# GOAL OF THE EXERCISE
Update the lines starting at the one containing "I would be grateful for your help with the neck" and ending at the last line, changing "marker" to "pin" and leaving everything else as it is. Return only those lines.

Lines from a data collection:
"""

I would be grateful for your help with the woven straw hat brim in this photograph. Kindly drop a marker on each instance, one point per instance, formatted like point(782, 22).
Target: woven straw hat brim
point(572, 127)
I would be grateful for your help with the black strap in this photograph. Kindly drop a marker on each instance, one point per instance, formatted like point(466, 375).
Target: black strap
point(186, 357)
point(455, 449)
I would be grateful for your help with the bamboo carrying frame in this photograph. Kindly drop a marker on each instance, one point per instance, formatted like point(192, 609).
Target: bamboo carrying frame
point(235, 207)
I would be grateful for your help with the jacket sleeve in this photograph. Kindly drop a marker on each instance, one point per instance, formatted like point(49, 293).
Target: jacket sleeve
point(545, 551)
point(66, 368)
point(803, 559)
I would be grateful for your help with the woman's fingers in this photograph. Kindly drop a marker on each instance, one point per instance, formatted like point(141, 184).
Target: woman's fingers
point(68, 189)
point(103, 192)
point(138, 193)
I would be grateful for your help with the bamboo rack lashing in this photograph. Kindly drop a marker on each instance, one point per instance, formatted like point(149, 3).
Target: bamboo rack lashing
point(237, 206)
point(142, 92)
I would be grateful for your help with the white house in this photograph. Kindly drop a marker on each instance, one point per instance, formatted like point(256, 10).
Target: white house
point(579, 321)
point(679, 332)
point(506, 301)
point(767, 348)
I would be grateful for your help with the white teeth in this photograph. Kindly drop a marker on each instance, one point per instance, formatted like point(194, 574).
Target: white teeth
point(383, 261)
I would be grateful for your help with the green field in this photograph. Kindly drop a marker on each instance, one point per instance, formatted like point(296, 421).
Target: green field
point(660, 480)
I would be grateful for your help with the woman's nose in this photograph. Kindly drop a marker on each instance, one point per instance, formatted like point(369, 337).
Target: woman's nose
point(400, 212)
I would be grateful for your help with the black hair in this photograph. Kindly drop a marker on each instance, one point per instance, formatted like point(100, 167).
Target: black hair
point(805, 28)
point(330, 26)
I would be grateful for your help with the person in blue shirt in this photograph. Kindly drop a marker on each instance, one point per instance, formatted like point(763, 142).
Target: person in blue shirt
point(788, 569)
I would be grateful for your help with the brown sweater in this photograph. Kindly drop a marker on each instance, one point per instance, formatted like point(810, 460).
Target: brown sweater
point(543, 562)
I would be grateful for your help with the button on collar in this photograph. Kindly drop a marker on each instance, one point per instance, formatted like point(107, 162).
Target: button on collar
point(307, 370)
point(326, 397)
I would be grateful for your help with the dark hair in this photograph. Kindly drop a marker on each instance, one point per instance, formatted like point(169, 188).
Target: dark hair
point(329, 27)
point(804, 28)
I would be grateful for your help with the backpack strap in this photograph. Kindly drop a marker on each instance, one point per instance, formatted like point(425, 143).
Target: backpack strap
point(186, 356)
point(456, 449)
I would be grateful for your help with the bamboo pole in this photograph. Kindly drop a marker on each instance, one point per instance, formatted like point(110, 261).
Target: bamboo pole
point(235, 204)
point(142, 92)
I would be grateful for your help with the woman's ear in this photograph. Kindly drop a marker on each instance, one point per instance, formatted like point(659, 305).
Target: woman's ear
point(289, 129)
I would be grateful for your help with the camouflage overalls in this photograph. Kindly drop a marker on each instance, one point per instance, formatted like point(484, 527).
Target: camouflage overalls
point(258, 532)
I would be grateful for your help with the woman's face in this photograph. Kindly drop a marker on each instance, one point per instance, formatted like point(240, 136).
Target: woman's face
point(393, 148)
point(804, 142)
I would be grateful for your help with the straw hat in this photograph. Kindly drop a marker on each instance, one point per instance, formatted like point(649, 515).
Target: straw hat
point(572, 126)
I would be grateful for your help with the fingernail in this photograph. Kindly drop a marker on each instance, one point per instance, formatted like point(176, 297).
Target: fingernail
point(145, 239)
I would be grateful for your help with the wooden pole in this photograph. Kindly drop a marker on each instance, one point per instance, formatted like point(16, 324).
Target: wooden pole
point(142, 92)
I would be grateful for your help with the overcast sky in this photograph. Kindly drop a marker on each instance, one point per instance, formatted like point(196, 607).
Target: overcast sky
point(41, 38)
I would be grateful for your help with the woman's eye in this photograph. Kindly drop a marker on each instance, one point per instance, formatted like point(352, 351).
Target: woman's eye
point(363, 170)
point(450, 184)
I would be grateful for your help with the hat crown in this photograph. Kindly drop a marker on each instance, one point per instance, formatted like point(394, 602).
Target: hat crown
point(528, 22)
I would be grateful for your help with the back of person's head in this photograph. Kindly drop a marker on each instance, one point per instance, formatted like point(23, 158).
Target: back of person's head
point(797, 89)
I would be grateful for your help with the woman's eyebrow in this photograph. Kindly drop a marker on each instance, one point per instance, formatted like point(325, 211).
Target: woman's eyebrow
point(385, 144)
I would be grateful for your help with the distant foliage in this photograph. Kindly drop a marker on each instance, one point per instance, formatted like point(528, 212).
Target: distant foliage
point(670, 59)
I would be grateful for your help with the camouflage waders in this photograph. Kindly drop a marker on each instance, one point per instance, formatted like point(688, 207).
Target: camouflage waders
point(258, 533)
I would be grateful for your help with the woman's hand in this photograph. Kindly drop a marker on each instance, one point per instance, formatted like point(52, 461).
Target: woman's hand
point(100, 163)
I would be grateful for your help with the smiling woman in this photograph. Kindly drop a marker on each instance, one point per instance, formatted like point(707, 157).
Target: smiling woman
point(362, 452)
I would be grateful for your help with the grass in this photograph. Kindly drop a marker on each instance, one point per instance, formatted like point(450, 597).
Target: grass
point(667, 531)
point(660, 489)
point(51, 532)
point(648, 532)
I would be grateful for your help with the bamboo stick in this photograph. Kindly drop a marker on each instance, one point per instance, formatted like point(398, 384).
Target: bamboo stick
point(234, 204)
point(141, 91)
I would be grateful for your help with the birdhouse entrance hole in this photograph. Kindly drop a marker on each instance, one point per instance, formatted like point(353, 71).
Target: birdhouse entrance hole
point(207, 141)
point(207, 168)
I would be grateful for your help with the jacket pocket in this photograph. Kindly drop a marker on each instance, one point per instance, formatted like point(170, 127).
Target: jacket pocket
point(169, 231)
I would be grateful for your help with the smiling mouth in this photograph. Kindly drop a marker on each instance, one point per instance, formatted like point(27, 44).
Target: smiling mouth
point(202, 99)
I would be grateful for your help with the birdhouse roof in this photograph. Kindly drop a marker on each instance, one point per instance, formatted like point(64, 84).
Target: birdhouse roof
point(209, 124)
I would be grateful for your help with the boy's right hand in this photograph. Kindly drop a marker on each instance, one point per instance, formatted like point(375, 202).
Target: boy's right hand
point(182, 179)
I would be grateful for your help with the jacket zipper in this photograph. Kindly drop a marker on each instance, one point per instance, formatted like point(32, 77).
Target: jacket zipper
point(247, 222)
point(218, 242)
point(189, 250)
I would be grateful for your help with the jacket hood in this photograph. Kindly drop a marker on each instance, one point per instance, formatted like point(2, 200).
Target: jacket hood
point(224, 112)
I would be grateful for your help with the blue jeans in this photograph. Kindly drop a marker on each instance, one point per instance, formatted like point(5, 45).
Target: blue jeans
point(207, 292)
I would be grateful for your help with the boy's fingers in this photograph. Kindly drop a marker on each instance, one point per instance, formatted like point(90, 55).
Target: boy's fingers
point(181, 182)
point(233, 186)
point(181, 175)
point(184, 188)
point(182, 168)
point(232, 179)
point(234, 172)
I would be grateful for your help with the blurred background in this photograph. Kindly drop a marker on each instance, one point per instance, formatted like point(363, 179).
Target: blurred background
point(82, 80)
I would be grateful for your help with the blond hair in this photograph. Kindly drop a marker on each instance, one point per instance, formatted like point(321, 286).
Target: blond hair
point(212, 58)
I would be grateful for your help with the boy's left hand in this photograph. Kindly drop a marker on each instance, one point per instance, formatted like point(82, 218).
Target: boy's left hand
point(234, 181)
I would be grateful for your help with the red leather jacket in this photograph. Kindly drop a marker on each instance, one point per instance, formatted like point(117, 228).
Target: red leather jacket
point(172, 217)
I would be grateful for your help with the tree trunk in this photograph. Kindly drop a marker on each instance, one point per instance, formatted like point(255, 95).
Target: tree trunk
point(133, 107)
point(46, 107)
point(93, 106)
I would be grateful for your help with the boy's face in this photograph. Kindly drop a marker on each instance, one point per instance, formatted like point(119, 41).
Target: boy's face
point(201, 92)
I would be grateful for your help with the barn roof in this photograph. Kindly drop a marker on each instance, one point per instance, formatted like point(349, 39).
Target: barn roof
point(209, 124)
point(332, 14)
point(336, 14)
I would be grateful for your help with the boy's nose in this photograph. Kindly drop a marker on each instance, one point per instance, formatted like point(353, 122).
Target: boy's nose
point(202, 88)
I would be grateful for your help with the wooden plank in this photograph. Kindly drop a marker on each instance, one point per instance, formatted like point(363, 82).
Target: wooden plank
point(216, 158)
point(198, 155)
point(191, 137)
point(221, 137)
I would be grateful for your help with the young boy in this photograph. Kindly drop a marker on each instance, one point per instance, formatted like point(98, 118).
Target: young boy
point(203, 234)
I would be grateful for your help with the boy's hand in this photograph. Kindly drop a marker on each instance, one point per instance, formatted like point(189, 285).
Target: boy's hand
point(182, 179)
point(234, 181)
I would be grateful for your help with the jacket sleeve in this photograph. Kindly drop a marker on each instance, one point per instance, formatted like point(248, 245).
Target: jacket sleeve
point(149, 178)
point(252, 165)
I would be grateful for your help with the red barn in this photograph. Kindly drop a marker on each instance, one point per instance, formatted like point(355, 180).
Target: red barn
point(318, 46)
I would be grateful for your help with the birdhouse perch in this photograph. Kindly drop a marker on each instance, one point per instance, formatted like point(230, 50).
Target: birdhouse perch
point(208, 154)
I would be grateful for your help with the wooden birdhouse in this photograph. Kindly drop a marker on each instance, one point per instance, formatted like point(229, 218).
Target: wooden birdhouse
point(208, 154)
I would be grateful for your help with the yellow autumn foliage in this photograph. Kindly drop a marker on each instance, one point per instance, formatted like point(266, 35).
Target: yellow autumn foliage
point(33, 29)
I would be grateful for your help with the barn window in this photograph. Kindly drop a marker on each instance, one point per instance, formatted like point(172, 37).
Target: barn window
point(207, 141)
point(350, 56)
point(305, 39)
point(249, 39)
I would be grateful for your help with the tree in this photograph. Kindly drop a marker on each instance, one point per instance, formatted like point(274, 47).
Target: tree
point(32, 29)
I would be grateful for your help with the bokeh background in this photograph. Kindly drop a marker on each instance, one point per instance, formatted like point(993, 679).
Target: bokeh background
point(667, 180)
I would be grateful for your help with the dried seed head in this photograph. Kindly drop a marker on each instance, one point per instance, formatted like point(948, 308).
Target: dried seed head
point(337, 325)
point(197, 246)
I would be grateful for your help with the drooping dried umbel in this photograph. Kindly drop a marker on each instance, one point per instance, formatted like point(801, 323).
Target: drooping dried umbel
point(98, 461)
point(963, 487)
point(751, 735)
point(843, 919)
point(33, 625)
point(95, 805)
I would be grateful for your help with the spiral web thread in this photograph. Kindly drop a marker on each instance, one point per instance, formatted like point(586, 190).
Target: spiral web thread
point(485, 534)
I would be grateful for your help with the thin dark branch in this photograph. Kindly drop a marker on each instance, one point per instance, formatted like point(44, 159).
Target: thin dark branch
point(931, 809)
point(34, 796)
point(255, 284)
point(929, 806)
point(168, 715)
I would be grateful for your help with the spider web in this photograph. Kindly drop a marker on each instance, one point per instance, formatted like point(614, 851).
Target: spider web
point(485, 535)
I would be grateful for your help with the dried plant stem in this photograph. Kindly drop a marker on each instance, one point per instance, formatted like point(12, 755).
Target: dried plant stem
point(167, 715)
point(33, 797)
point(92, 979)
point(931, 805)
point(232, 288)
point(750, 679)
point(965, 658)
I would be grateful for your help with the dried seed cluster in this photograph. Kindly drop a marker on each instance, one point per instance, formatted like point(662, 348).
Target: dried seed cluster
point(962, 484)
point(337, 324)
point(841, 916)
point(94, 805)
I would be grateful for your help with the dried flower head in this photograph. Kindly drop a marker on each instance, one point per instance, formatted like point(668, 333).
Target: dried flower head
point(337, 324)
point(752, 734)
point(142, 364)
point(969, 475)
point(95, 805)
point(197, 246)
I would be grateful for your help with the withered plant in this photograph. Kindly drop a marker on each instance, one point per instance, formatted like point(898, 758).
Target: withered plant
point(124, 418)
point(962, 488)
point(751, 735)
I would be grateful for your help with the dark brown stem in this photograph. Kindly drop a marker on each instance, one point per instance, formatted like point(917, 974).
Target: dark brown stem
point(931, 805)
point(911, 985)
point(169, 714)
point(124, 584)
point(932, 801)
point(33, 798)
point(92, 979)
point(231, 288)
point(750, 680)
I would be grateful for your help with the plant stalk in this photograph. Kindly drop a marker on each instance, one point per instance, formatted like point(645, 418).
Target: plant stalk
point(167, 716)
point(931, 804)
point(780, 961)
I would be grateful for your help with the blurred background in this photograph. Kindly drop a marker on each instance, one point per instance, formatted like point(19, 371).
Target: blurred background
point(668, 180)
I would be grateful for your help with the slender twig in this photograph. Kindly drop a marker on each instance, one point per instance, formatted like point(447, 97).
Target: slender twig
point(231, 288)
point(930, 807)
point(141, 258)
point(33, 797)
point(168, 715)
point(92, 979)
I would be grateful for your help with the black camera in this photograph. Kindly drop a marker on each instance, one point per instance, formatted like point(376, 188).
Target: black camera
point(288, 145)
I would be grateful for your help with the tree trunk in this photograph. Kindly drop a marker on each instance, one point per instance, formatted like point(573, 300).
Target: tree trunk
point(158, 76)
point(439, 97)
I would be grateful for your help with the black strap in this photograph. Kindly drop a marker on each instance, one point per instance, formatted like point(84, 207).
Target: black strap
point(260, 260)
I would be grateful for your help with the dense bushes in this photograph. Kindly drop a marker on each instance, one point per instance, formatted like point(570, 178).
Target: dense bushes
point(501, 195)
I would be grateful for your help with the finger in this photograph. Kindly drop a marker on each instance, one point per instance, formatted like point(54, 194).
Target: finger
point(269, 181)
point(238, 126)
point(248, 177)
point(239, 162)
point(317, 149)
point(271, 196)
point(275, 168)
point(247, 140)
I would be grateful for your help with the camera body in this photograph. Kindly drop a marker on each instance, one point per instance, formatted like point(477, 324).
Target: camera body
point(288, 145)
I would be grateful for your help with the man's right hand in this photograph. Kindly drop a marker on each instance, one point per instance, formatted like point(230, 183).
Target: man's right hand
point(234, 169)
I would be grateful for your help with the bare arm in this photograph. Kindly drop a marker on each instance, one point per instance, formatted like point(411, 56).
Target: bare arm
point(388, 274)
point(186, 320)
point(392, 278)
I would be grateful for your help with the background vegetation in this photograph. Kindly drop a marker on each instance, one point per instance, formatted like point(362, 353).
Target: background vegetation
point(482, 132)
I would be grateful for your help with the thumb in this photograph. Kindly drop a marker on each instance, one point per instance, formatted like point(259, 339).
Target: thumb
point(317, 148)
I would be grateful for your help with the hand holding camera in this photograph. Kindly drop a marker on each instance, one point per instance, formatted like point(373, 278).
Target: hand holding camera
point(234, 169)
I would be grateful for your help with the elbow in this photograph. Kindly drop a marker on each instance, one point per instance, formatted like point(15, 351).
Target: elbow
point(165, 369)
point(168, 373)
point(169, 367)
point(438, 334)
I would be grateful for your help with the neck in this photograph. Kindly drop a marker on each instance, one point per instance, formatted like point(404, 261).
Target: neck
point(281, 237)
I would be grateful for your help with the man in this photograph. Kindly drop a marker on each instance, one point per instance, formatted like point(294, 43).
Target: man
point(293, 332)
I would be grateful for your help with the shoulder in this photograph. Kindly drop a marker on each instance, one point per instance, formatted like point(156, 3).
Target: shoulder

"""

# TASK SOLUTION
I would be grateful for your help with the neck in this photograph. Kindly drop a pin on each instance, one point per instance, formatted like point(404, 261).
Target: neck
point(281, 237)
I would be grateful for your help with the man in this photograph. Kindly drop a pin on each instance, one point per instance, formatted like point(294, 43).
Target: man
point(293, 332)
I would be grateful for your help with the shoulder in this photograph. Kindly drop a pin on each instance, one point per instance, formatted like point(156, 3).
Target: shoulder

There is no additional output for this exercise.